→ Provided data:

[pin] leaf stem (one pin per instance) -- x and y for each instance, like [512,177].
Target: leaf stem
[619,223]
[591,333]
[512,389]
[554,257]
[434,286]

→ Written instruction:
Convert the entries above into a JSON list of strings, with one string for each line and blank lines left out.

→ Final answer:
[
  "[pin] leaf stem (one pin per instance) -- x and y for each instance, like [512,177].",
  "Target: leaf stem",
  "[619,223]",
  "[591,333]",
  "[512,389]",
  "[554,257]",
  "[434,286]"
]